── Source data

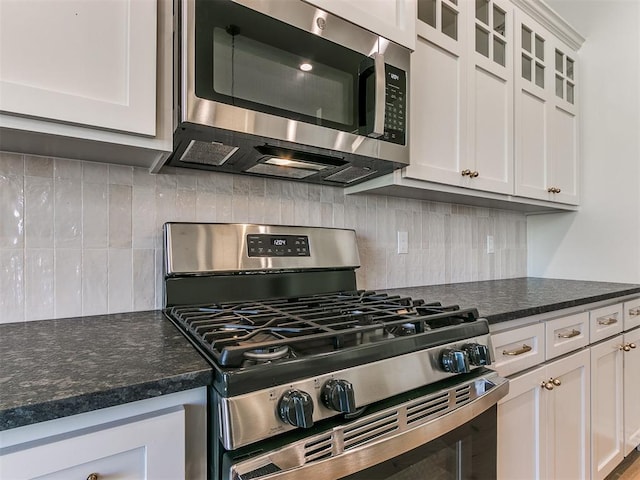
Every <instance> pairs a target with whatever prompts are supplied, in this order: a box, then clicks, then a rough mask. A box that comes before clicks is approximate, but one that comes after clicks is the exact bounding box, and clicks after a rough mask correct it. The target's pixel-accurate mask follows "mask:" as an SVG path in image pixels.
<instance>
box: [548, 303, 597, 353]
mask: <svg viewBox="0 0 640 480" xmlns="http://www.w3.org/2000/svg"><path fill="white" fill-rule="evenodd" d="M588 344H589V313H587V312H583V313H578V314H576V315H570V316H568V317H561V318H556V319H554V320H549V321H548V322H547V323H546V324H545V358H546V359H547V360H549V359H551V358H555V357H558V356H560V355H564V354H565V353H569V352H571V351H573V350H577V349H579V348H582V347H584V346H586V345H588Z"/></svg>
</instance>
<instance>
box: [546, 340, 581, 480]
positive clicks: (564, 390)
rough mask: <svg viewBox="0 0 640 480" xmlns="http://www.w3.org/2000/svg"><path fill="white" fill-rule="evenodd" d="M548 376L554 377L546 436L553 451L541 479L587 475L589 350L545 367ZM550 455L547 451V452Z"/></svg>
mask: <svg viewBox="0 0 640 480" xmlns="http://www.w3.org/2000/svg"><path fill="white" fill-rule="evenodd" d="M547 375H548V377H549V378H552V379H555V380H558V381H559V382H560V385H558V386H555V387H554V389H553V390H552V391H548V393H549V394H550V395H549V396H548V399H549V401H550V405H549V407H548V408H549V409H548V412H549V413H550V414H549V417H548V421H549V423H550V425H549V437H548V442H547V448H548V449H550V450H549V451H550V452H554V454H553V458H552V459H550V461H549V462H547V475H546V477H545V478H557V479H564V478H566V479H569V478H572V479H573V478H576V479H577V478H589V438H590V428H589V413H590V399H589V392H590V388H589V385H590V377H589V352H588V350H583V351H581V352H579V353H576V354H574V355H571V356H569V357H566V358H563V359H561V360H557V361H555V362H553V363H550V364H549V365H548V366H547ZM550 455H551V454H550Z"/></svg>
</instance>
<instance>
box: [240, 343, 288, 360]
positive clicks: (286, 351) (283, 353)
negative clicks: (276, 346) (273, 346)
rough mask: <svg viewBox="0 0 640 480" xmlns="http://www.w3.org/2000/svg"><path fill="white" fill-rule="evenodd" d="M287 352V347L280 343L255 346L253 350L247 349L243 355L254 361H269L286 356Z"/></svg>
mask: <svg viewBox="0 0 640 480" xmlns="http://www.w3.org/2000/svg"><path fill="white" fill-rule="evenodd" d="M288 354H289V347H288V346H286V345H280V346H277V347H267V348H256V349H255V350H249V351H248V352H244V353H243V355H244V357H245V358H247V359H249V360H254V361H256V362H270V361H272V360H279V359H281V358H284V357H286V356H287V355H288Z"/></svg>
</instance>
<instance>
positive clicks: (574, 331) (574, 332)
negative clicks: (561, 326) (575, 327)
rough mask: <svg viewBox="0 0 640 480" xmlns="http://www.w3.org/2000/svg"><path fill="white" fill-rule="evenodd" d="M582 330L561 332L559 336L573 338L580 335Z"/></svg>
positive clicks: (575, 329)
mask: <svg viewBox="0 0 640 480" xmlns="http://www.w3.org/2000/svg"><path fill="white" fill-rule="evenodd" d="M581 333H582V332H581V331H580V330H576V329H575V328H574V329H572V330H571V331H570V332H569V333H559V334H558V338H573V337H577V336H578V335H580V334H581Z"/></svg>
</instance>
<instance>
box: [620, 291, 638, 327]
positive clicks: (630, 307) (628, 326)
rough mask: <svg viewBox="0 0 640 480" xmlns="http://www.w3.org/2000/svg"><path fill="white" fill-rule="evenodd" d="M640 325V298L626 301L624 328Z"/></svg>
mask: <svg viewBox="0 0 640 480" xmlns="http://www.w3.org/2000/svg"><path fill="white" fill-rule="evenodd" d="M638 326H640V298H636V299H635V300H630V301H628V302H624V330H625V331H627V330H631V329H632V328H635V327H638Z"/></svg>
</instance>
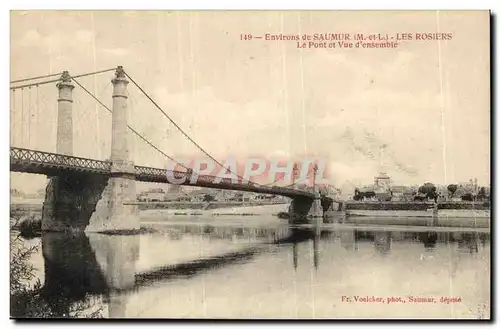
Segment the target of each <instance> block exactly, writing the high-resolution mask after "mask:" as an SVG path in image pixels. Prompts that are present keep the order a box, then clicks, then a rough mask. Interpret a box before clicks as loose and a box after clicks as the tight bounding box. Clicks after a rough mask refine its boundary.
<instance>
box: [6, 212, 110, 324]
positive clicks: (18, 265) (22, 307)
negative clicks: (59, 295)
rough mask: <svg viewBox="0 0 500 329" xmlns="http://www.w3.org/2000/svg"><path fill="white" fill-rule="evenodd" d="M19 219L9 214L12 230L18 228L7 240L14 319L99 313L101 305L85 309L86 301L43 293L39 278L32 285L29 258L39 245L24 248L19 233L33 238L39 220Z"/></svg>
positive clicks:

────

--- Problem to work on ---
Pick out every line in the data above that contains the word "clicks", and copy each of those lines in full.

--- Your response ---
Every <instance> pairs a target with whatever prompts are supplied, in this order: a box, then clicks, then a rough mask. A box that comes before clicks is approximate, but one that comes after clicks is the exact bounding box, and clicks after a rough mask correct it. The target's pixel-accurate mask follows "mask:" as an SVG path in image pixels.
positive clicks: (564, 390)
positive clicks: (286, 351) (283, 353)
negative clicks: (276, 346) (273, 346)
positive clicks: (574, 331) (574, 332)
negative clicks: (561, 326) (575, 327)
positive clicks: (575, 329)
positive clicks: (630, 307) (628, 326)
Segment the target of each <instance> block exactly, writing the high-resolution mask after "mask:" as an SVG path in image pixels. Prompts that are present keep the order a box, then clicks, then a rough mask. Interpret a box before clicks as loose and a box after clicks as the tight bounding box. Clicks after a rough mask refine its boundary.
positive clicks: (18, 265) (22, 307)
negative clicks: (59, 295)
positive clicks:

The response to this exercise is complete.